REQUIRED WORK: Starting with the line that contains "Objective — for every instance of the field" and ending with the last line of the entries, repeat exactly those lines and nothing else, pictures excluded.

SUPPLIED MATERIAL:
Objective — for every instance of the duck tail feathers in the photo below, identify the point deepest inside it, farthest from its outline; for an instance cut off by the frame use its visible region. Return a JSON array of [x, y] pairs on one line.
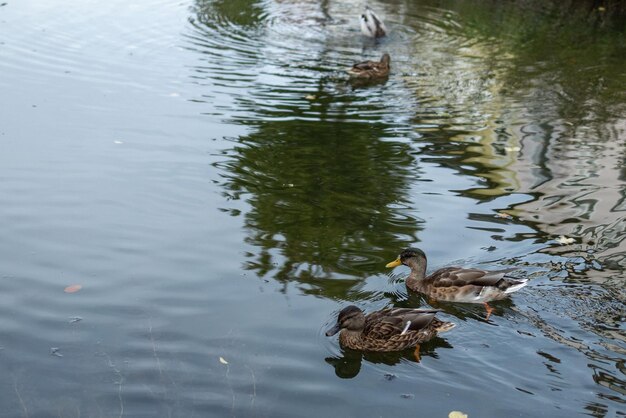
[[517, 285]]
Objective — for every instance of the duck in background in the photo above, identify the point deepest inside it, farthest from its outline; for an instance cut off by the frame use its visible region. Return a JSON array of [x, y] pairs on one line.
[[457, 284], [372, 25], [371, 70]]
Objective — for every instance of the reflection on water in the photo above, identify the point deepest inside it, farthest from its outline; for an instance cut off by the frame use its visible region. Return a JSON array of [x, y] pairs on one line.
[[299, 178], [211, 177]]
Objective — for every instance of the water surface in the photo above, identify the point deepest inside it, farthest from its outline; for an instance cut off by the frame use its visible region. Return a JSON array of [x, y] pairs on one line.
[[220, 190]]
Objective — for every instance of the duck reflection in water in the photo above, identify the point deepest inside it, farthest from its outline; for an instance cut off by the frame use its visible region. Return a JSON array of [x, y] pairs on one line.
[[392, 329]]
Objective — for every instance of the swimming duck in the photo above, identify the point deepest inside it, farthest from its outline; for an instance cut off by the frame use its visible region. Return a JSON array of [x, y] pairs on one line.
[[457, 284], [391, 329], [370, 70], [372, 25]]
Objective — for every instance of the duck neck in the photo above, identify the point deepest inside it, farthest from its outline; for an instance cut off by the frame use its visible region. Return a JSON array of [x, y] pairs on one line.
[[418, 273], [351, 339]]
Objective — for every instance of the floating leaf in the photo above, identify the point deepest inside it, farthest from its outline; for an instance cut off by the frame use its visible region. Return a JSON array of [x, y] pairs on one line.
[[73, 288], [563, 240]]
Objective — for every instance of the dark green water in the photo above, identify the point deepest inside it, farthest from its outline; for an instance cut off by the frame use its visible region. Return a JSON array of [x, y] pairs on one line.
[[220, 190]]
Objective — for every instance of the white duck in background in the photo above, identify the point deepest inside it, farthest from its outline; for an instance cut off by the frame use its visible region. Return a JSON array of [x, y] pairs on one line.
[[372, 25]]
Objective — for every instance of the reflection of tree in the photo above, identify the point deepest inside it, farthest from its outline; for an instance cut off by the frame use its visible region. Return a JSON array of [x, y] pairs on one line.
[[326, 196]]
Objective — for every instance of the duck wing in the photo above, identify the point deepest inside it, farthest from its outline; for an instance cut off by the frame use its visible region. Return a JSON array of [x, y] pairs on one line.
[[397, 321], [459, 277]]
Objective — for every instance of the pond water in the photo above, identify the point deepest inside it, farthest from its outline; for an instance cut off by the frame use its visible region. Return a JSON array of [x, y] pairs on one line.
[[207, 174]]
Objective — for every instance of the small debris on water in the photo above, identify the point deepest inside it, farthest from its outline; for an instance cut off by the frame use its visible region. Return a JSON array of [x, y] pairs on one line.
[[563, 240], [503, 215]]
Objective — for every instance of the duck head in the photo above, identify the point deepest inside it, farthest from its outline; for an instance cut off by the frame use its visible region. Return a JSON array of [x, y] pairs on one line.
[[409, 257], [350, 318]]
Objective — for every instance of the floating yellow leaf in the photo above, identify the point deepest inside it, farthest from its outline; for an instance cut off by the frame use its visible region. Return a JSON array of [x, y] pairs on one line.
[[73, 288], [503, 215]]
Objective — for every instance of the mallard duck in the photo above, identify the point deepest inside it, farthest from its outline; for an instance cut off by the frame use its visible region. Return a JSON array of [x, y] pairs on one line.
[[372, 25], [391, 329], [457, 284], [369, 70]]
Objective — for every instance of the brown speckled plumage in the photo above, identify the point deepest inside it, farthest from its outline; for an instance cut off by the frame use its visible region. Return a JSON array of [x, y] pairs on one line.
[[456, 284], [371, 70], [390, 329]]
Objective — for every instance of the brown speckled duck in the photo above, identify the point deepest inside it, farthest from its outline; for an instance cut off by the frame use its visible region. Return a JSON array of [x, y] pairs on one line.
[[371, 70], [391, 329], [457, 284]]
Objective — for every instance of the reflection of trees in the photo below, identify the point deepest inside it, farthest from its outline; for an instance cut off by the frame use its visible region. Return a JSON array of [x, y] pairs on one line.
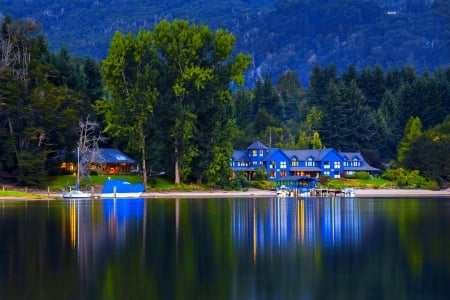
[[227, 248]]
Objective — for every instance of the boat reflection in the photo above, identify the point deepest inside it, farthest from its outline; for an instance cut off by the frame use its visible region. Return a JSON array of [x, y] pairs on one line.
[[307, 221]]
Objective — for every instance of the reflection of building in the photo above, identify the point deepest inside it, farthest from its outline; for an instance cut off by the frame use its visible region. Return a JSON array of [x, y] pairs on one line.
[[96, 225], [283, 222]]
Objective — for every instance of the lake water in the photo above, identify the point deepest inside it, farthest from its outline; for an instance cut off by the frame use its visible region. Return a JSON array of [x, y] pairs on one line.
[[312, 248]]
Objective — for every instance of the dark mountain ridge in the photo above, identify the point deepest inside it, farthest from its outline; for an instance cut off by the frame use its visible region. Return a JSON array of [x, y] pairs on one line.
[[280, 35]]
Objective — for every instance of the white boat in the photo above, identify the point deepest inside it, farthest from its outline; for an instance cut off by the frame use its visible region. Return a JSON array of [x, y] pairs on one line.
[[282, 191], [349, 192], [75, 191]]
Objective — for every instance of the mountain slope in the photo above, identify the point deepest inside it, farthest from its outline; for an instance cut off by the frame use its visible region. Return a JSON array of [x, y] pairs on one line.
[[280, 35]]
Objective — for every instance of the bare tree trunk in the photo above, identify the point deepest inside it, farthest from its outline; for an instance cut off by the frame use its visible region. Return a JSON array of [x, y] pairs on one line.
[[177, 164], [144, 164]]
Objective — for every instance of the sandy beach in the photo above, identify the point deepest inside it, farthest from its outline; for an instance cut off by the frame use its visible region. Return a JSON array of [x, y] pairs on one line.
[[253, 193]]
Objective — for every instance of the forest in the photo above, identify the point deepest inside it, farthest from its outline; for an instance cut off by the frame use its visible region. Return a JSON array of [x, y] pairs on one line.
[[279, 35], [174, 98]]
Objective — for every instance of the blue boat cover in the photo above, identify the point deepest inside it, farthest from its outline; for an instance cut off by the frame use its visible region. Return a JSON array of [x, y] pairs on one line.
[[122, 186]]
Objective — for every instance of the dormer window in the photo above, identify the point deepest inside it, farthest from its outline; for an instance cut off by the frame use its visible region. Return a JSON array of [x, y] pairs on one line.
[[273, 164]]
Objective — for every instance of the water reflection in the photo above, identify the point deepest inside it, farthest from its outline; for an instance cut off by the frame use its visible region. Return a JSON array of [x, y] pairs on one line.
[[308, 248], [308, 221]]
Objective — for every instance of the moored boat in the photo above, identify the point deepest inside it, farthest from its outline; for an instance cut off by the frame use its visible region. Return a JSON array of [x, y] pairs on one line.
[[117, 188]]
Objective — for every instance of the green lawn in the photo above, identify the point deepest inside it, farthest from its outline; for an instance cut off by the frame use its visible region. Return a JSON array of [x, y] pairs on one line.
[[63, 181]]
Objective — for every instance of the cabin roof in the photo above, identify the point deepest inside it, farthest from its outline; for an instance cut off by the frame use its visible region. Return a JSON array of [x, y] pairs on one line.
[[110, 155]]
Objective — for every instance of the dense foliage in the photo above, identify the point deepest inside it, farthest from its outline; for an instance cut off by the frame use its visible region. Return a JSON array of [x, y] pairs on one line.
[[180, 106]]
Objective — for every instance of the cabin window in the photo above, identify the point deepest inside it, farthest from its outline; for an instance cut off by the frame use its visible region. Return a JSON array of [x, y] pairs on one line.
[[273, 164]]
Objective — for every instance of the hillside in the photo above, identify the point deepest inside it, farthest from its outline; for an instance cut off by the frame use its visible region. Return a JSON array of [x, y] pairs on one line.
[[280, 35]]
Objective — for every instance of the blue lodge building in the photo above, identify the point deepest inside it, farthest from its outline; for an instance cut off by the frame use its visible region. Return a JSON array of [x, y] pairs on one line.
[[283, 163]]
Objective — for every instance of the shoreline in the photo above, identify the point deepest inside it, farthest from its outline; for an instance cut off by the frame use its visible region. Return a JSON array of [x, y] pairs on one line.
[[251, 193]]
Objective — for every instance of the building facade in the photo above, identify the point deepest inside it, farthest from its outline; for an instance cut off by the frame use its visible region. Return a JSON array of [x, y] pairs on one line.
[[281, 163]]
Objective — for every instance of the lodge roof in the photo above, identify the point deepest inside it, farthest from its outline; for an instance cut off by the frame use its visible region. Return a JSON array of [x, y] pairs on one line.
[[110, 155], [257, 146]]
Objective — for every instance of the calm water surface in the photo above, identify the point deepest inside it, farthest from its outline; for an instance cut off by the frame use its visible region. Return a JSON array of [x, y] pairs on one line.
[[312, 248]]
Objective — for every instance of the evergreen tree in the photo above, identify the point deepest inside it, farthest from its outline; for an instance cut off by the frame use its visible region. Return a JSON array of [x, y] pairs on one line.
[[413, 130]]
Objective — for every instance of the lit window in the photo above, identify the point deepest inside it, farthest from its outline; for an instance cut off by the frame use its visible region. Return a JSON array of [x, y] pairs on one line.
[[294, 162], [273, 164]]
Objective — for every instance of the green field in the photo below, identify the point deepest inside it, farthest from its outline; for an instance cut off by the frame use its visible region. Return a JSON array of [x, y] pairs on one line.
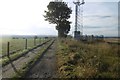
[[78, 59], [18, 44]]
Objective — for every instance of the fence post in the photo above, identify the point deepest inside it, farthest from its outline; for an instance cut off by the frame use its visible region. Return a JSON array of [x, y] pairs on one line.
[[26, 44], [39, 41], [8, 47], [34, 42]]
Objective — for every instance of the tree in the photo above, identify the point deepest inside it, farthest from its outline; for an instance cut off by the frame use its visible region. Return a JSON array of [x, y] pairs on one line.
[[58, 13]]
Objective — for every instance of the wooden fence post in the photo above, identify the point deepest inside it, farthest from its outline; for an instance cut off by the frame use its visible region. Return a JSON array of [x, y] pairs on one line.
[[34, 42], [8, 47], [26, 44], [39, 41]]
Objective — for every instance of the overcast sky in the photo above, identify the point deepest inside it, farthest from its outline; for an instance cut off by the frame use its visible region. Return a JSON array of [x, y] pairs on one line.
[[25, 17]]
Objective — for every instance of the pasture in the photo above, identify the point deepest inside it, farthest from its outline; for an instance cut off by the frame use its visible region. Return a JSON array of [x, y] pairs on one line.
[[18, 44]]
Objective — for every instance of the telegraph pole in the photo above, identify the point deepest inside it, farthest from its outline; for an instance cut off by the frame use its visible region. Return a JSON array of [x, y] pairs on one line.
[[77, 6]]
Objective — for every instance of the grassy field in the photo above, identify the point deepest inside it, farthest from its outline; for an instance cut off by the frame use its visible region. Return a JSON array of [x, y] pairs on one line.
[[76, 59], [17, 44]]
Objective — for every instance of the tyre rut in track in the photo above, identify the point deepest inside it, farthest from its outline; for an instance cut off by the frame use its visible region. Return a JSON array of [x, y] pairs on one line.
[[46, 66], [12, 68]]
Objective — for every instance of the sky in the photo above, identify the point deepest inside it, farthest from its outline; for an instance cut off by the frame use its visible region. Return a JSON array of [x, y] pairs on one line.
[[25, 17]]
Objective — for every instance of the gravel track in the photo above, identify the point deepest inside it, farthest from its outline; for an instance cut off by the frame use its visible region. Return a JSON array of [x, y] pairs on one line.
[[12, 68], [46, 66]]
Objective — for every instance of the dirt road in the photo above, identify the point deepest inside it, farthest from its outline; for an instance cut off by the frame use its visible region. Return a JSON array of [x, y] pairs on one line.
[[13, 68], [46, 66]]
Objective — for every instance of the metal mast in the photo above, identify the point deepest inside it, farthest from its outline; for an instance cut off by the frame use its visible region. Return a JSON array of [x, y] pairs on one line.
[[78, 19]]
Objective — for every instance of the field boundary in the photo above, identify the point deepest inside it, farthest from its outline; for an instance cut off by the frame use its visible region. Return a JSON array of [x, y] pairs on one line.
[[24, 53]]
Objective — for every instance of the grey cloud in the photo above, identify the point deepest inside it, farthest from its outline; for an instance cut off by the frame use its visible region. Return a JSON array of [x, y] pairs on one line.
[[98, 16]]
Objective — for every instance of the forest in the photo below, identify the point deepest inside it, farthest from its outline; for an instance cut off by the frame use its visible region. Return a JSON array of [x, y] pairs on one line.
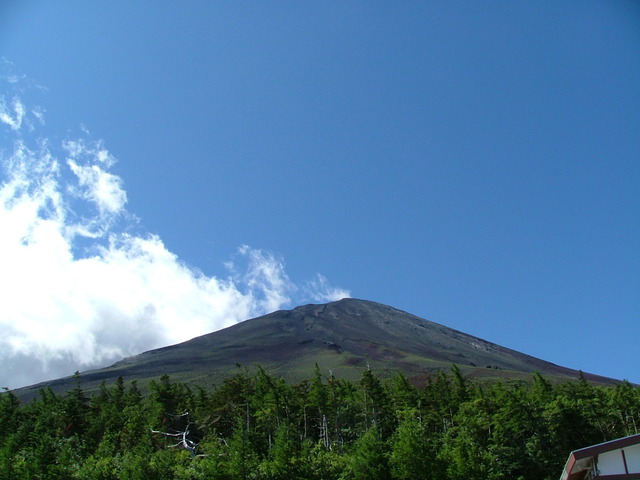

SOLVED PROBLEM:
Objective — for every instance of the field boundary in the photo above, identify the point deepest inside it, farthest from its outline; for an instance cut off by the frame use its visible region. Return a JSON array of [x, y] pairs on one line.
[[24, 53]]
Objective — for every instance of the grey cloud in the photo above, identify the point deepest inside it, farthest from its outline; for an instance cut off by the frame use its visible region. Return a JSON array of [x, y] pairs on one line.
[[98, 16]]
Objective — for every instance of the forest in the photo below, identify the point deepest inside it, farthest from its outline; for an instance cut off by the frame use its visible region. Return a JSON array of [x, y] pairs on one line.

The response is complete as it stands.